■ **Source document**:

11. The returns for CI Pty Ltd, on the evidence of the tax agent, were prepared and lodged in December 1993 by his firm.

12. Exhibit 3 is a document tendered through Mr David Issell, an officer of Legal and General. The document is a computer printout from the company's mainframe detailing the superannuation contributions made by CI Pty Ltd in the name of the taxpayer. That statement shows that the following amounts were paid into the superannuation account of the applicant as employer contributions in the relevant year of income:

           Date                     $

      21 October 1992           1,500.00
      23 November 1992            500.00
      17 December 1992            500.00
      12 February 1993            500.00
      24 February 1993            500.00
          

There is no reason to doubt the accuracy of the document tendered and I find that contributions in the above amounts were made on behalf of the taxpayer on the dates specified, by CI Pty Ltd.

13. Exhibit C is a copy of page 26, Question 29 of the Tax Pack for the year of income ended 30 June 1993. That page is headed ``Are you entitled to a deduction for your superannuation


ATC 323

contributions?''. The document then goes on to detail the circumstances in which a deduction for superannuation contributions may be claimed. It explains as follows:

``You can claim a superannuation deduction only if you can answer `Yes' to one of the following:

  • 1. You were wholly self-employed during 1992/93.
  • 2. If you were not wholly self-employed, none of the people you worked for provided you with superannuation support by either sponsoring your superannuation or by choosing to pay a Superannuation Guarantee Charge.
  • 3. One or more of the people you worked for provided you with superannuation support, but your income from those people is less than 10% of your total assessable income.''

14. Exhibit 2 is a bundle of documents covered by an undated letter of the Australian Taxation Office and signed by an Assistant Commissioner of that office. The bundle of documents is part of a continuing stream of information apparently provided by the Australian Taxation Office to registered tax agents. This particular bundle related to the month August 1993. An officer of the respondent gave oral evidence before the Tribunal that these bundles were sent by the Australian Taxation Office on a regular basis and I so find. One page of that bundle deals with Superannuation Deduction Claims. That document summarises eligibility for the superannuation deduction. Further, it directs the reader to sources of more detailed information. The summary it provides reads as follows:

``For clarification, a deduction for superannuation contributions is available only to self employed persons or employees without any employer superannuation support. Generally, an employee has employer superannuation support where his or her employer:

  • • makes contributions on behalf of the employee to a superannuation fund under an industrial agreement;
  • • is required by the Superannuation Guarantee Act to make contributions to a superannuation fund on behalf of the employee; or
  • • makes contributions on behalf of the employee to a superannuation fund under any other occupational superannuation arrangement.''

15. The tax agent could not confirm whether this circular had been received by his offfice but agreed that it was his understanding that such documents were regularly circulated to all tax agents. Counsel for the respondent did not call evidence to prove that the circular had actually been sent to the particular tax agent but asked me to infer that it had in fact been sent and received. Given the evidence before me of the tax offficer and indeed the tax agent's own statements I am prepared to infer that such a document was received in the tax agent's offices.

■ **Data provided**:
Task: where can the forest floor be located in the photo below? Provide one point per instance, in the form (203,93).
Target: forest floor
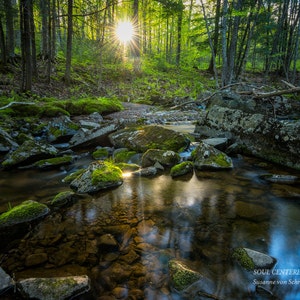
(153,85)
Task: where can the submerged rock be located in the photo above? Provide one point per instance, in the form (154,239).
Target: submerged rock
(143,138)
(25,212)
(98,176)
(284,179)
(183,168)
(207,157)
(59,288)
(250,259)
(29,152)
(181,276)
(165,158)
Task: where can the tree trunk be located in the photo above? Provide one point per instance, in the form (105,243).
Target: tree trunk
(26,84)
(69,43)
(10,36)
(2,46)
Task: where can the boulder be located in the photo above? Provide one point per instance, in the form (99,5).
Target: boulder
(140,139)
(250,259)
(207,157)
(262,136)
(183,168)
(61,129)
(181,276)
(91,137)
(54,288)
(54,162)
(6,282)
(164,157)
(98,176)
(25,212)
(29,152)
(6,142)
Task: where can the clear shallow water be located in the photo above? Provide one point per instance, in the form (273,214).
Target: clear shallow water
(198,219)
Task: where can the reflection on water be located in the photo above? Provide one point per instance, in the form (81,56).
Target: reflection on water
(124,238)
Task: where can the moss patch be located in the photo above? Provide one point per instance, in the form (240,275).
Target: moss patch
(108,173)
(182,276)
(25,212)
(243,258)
...
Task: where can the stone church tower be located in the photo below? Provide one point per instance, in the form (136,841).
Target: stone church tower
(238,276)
...
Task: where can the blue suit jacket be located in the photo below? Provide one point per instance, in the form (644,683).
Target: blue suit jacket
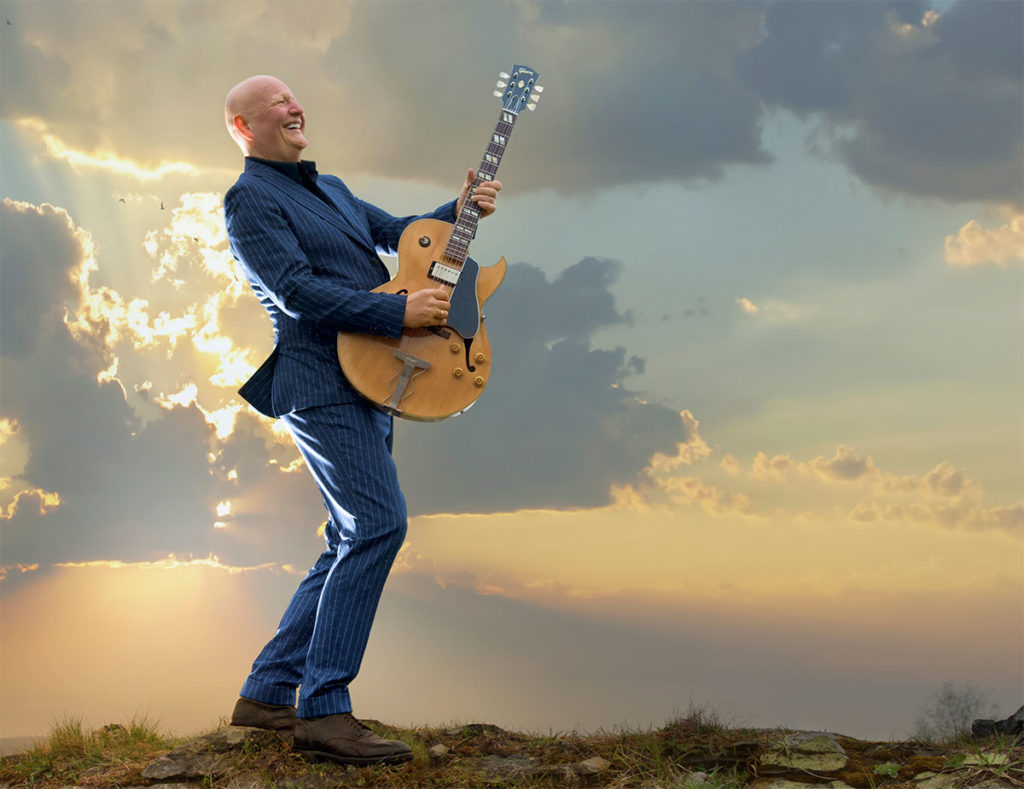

■ **Jobs**:
[a] Can you rewrite the tribunal decision starting at "15. The tax agent" and ending at "tax agent's offices.", with "regularly circulated" changed to "routinely circulated"?
[b] Does each statement agree with the tribunal decision? Answer yes or no for each, and quote the words that decide it.
(i) The tax agent's firm prepared and lodged the returns for CI Pty Ltd in December 1993.
(ii) Exhibit 3 was tendered through an officer of the Australian Taxation Office.
(iii) The bundle of documents in Exhibit 2 related to the month of July 1993.
These entries have no connection to the tribunal decision.

■ **Expected outputs**:
[a]
15. The tax agent could not confirm whether this circular had been received by his offfice but agreed that it was his understanding that such documents were routinely circulated to all tax agents. Counsel for the respondent did not call evidence to prove that the circular had actually been sent to the particular tax agent but asked me to infer that it had in fact been sent and received. Given the evidence before me of the tax offficer and indeed the tax agent's own statements I am prepared to infer that such a document was received in the tax agent's offices.

[b]
(i) Yes: "The returns for CI Pty Ltd, on the evidence of the tax agent, were prepared and lodged in December 1993 by his firm."
(ii) No: "Exhibit 3 is a document tendered through Mr David Issell, an officer of Legal and General."
(iii) No: "This particular bundle related to the month August 1993."